Items listed in a dataset:
★ ★ ★

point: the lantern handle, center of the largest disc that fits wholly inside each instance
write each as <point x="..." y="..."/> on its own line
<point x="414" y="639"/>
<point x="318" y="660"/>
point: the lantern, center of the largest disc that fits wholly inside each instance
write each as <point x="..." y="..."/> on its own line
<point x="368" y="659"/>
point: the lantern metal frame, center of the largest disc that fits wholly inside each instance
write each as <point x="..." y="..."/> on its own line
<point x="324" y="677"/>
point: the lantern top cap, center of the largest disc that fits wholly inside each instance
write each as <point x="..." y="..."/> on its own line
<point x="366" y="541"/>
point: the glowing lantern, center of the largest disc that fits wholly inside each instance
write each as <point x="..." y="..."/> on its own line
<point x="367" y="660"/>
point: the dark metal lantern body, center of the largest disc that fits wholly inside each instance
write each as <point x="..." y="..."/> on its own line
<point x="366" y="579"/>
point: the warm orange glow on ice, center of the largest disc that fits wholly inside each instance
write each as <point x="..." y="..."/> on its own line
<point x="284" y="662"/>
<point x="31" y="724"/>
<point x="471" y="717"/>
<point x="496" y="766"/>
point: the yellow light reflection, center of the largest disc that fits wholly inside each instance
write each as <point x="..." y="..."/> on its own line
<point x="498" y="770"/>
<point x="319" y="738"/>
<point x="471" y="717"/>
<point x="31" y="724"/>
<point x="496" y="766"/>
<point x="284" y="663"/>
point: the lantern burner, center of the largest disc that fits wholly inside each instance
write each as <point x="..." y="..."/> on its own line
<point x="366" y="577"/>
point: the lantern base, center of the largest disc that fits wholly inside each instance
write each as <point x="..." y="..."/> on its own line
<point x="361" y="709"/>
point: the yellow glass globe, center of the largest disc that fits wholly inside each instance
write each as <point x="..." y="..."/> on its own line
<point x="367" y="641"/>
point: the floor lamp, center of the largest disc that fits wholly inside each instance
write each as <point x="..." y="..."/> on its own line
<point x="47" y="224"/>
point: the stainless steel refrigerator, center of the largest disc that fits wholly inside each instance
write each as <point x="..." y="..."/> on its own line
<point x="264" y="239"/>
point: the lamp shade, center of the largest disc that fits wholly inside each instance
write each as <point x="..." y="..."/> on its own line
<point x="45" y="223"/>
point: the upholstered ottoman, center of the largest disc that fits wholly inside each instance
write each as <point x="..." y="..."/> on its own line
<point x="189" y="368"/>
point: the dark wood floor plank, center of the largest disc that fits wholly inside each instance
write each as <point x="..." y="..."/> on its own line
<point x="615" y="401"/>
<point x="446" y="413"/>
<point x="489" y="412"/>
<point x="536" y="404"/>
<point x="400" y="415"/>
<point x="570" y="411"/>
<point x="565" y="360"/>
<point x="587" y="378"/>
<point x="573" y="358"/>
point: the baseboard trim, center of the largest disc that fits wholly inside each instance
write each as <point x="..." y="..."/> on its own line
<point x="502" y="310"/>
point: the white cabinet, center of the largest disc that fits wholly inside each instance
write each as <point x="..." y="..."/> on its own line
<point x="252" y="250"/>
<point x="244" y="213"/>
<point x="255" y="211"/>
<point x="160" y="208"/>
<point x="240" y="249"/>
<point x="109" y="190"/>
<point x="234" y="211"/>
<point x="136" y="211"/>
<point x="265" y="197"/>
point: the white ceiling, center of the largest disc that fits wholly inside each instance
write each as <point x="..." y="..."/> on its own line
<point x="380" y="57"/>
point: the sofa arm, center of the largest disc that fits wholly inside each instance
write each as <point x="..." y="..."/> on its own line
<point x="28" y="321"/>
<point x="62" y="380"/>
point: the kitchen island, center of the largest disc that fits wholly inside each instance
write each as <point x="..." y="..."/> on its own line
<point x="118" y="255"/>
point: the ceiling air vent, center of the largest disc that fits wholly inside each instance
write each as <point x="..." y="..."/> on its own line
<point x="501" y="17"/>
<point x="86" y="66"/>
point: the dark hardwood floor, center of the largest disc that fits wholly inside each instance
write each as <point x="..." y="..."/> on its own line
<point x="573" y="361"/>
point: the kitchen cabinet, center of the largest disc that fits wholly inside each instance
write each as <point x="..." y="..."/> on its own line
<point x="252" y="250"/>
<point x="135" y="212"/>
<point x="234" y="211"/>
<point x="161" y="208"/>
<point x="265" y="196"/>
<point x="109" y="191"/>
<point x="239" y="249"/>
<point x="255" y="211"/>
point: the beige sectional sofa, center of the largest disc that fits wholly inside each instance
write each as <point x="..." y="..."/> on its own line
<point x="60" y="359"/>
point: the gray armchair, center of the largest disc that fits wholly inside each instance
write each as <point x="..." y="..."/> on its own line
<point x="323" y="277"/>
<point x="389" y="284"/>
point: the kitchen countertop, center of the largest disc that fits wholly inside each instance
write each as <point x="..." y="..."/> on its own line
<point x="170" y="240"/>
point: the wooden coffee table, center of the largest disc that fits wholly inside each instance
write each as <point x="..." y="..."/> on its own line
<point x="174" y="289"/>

★ ★ ★

TASK DETAILS: Extract every line containing the string "yellow" from the data above.

COMPLETED TASK:
point: the yellow light reflection, center of the largest disc that fits wholly inside each instance
point: the yellow glass globe, center of the largest disc that fits wholly inside each instance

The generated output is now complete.